▶ **Objective A**:
Answer these questions from the transformations page below, marking each answer with the same numeral:
(i) How is the angle value of transRotX/Y/Z interpreted?
(ii) What must the vector [x,y,z] passed to transRotA not be?
(iii) In the transRotA example, what is the combination of both rotations?
▶ **Objective B**: Copy the transformations page below from "The vector [x,y,z]" up to and including "the identity transformation.", keeping every character unchanged.

Transformations

transRotX/Y/Z

transRotX(angle := LREAL)

transRotY(angle := LREAL)

transRotZ(angle := LREAL)

Rotation around the respective axis by the given angle in the user-defined angle unit. The rotation is pushed onto the stack of transformations. The angle value is interpreted using the current angle-unit. See section Transformations for details.

Example:

The resulting path of the following example is shown in Figure “ExampleTransRotZ”.

N10 G01 X30 Y0 F6000
!transRotZ(45);
N20 G01 X30 Y0
!transRotZ(45);
N30 G01 X30 Y0
!transPop();
!transPop();
M02
Transformations 1:

Figure “ExampleTransRotZ”.

transRotA

transRotA(x:=LReal, y:=LReal, z:=LReal, angle:=LReal)

Rotate around vector [x,y,z] by the given angle. The rotation is pushed onto the stack of transformations. The angle value is interpreted using the current angle-unit. See section Transformations for details.

Transformations 2:

The vector [x,y,z] must not be the zero vector.

Example:

The resulting path of the following example is shown in Figure “ExampleTransRotA”. The first invocation of transRotA rotates the PCS (program coordinate system) around the positive Z-axis (right-hand rule) by 45 degree. The second invocation rotates around the negative Z-axis by the same angle, i.e. into the opposite direction. The combination of both rotations is the identity transformation.

!transRotA(0,0,1,45);
N10 G01 X30 Y0 F6000
!transRotA(0,0,-1,45);
N20 G01 X30 Y0
!transPop();
!transPop();
M02
Transformations 3:

Figure “ExampleTransRotA”.

transMirrorX/Y/Z

transMirrorX()

transMirrorY()

transMirrorZ()

▶ **Dataset content**:
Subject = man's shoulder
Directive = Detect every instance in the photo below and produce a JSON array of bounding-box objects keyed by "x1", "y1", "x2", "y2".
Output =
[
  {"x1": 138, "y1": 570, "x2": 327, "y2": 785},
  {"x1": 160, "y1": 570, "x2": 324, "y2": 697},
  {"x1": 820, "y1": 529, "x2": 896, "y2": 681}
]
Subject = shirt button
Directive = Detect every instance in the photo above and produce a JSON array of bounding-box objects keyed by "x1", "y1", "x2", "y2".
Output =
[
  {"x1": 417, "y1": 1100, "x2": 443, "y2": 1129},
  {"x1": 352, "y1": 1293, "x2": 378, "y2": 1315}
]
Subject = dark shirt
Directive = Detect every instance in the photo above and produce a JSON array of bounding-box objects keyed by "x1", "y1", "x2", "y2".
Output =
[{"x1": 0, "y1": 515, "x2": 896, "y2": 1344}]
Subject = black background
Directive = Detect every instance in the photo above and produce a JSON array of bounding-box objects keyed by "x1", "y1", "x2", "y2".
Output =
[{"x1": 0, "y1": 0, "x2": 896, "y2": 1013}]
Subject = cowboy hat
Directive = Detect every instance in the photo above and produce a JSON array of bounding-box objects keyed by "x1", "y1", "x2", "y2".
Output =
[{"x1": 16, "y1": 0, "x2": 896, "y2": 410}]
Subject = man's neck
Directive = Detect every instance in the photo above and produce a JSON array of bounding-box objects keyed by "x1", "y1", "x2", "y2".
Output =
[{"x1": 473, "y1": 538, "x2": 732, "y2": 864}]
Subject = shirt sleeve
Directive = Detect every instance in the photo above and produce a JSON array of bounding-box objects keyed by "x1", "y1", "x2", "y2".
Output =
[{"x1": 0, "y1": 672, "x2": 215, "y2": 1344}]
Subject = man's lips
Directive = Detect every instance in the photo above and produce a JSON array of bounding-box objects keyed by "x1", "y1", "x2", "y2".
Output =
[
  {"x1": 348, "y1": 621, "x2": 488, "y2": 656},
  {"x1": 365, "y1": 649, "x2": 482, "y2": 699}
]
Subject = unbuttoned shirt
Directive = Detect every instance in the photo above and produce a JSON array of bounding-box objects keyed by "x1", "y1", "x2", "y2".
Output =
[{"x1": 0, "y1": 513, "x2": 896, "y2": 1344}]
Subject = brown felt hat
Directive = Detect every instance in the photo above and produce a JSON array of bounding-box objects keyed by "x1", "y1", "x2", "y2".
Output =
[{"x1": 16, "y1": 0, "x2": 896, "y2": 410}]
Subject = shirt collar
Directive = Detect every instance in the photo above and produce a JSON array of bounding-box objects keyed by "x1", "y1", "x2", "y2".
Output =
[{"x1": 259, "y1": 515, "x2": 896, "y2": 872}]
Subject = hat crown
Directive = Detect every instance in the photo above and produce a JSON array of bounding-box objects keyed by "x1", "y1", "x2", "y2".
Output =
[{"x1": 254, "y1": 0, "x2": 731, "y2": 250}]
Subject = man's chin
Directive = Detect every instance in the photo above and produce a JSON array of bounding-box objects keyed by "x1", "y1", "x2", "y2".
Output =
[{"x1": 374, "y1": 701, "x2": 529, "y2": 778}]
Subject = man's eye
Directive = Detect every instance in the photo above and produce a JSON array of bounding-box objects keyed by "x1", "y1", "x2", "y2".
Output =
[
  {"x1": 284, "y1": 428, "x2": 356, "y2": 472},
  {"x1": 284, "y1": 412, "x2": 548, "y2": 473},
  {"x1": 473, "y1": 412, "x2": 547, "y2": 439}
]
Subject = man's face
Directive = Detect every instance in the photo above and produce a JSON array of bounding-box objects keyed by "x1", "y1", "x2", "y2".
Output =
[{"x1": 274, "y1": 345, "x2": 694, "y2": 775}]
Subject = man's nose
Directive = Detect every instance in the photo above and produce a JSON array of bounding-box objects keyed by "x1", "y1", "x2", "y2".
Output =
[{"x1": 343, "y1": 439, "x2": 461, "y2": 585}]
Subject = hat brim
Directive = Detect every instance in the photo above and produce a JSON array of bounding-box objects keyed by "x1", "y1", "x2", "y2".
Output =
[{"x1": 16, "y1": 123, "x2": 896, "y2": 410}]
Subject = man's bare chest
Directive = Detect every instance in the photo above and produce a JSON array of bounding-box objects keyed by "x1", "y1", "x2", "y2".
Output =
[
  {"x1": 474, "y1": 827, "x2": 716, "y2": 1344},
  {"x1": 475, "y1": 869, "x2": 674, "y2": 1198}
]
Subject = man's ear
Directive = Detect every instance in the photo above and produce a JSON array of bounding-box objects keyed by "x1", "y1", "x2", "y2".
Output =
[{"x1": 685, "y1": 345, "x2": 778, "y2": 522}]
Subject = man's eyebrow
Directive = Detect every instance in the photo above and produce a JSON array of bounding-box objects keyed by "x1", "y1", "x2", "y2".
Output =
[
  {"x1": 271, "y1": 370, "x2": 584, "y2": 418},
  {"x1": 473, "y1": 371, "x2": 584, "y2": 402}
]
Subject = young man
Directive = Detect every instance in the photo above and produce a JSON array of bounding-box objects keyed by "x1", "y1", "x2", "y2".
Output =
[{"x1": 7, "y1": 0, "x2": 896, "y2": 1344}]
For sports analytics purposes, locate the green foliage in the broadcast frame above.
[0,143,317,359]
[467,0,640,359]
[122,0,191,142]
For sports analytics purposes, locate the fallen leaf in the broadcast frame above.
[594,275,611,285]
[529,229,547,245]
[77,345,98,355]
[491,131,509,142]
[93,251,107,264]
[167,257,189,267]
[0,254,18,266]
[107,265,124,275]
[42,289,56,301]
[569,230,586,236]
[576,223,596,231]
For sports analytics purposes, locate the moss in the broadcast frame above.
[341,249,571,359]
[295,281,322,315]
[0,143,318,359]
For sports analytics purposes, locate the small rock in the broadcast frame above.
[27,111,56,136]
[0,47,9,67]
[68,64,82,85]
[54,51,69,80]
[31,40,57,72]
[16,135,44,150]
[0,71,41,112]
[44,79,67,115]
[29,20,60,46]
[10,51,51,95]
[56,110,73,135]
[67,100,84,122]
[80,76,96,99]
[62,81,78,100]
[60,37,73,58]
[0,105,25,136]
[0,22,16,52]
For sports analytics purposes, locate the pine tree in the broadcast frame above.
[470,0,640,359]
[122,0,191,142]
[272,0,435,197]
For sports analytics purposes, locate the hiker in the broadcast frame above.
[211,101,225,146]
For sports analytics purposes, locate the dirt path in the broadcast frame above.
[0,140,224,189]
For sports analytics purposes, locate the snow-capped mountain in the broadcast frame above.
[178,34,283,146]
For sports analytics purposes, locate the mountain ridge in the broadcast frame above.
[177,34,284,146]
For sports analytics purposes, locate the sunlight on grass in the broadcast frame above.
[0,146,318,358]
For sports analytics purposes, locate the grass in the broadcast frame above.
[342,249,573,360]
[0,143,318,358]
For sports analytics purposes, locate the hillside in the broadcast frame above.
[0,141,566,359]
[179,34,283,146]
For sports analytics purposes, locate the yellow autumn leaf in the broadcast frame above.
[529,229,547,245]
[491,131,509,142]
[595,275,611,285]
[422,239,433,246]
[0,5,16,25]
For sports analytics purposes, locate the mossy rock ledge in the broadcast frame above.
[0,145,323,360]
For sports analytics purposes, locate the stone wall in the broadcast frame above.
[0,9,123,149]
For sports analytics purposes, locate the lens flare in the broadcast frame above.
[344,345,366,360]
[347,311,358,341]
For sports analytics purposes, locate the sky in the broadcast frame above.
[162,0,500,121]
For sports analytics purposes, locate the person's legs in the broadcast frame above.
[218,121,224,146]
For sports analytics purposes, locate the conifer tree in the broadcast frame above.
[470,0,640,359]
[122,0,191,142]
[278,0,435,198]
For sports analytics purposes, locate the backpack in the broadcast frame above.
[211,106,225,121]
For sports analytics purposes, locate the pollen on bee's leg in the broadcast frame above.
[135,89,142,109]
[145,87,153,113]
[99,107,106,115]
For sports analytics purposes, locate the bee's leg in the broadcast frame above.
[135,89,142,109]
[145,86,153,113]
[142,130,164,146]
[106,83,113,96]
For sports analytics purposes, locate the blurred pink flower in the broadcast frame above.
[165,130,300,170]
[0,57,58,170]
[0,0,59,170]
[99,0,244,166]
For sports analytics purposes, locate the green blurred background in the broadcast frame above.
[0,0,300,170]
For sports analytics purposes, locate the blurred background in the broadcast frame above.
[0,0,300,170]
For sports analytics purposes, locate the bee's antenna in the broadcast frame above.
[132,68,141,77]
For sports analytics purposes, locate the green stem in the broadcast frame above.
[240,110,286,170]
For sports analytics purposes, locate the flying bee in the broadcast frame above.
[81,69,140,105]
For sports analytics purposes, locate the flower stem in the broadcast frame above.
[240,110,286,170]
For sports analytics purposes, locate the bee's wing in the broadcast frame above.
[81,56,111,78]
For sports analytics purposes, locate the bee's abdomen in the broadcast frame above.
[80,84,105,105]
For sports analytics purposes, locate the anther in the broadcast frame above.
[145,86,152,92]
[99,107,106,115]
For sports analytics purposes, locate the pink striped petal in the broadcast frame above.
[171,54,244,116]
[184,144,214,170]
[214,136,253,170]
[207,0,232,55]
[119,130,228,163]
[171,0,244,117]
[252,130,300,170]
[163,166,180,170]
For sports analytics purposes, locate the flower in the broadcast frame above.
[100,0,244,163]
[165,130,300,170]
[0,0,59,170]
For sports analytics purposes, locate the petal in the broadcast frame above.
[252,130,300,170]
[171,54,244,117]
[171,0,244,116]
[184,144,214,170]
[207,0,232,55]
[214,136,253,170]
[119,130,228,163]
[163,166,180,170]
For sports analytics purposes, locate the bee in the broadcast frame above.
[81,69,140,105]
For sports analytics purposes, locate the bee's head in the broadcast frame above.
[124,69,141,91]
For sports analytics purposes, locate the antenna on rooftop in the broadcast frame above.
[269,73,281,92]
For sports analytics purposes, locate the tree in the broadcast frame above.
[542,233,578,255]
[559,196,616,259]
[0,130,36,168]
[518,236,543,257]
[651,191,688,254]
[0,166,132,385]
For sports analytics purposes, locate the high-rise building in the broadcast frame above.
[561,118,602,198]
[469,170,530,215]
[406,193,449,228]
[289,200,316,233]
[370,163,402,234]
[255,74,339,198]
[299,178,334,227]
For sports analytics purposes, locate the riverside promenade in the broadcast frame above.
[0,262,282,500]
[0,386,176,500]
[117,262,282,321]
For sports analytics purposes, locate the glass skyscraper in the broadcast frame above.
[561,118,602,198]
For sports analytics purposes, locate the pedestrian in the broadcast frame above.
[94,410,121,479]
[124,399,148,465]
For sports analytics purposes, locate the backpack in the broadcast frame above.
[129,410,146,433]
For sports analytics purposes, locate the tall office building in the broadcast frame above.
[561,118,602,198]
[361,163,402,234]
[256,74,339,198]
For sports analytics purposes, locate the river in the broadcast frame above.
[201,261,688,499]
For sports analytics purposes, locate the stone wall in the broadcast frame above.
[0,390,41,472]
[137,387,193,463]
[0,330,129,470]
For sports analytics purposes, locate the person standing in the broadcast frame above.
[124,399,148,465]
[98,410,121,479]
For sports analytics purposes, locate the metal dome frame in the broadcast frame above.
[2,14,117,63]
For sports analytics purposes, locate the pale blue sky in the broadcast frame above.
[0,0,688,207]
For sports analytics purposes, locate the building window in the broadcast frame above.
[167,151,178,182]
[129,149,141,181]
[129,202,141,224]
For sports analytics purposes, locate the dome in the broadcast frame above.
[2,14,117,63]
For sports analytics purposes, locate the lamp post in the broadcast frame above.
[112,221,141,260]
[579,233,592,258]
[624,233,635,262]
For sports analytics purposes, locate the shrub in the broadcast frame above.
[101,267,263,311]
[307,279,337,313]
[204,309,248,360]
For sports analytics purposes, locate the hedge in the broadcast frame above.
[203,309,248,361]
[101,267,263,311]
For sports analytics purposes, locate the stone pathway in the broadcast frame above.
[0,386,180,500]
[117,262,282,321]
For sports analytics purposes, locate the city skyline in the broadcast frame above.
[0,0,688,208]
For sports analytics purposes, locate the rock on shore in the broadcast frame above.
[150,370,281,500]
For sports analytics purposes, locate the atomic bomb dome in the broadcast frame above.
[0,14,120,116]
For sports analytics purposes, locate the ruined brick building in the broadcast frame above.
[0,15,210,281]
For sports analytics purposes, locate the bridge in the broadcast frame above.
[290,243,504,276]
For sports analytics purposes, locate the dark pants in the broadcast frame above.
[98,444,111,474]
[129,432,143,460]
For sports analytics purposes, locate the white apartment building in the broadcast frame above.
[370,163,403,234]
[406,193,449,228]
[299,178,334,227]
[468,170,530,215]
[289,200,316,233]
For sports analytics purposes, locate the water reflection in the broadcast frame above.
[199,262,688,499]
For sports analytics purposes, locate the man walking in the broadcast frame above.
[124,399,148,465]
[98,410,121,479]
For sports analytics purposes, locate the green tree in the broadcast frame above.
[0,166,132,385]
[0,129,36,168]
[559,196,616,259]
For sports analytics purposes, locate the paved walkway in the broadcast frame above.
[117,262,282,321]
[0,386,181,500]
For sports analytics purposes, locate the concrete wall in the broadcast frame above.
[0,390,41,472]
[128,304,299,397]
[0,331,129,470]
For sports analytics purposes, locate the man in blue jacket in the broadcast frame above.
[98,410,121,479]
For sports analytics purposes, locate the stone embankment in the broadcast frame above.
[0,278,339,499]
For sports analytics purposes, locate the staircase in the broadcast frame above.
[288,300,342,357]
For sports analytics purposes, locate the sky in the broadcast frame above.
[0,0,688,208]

▶ **Written solution A**:
(i) It is interpreted using the current angle-unit.
(ii) It must not be the zero vector.
(iii) It is the identity transformation.

▶ **Written solution B**:
The vector [x,y,z] must not be the zero vector.

Example:

The resulting path of the following example is shown in Figure “ExampleTransRotA”. The first invocation of transRotA rotates the PCS (program coordinate system) around the positive Z-axis (right-hand rule) by 45 degree. The second invocation rotates around the negative Z-axis by the same angle, i.e. into the opposite direction. The combination of both rotations is the identity transformation.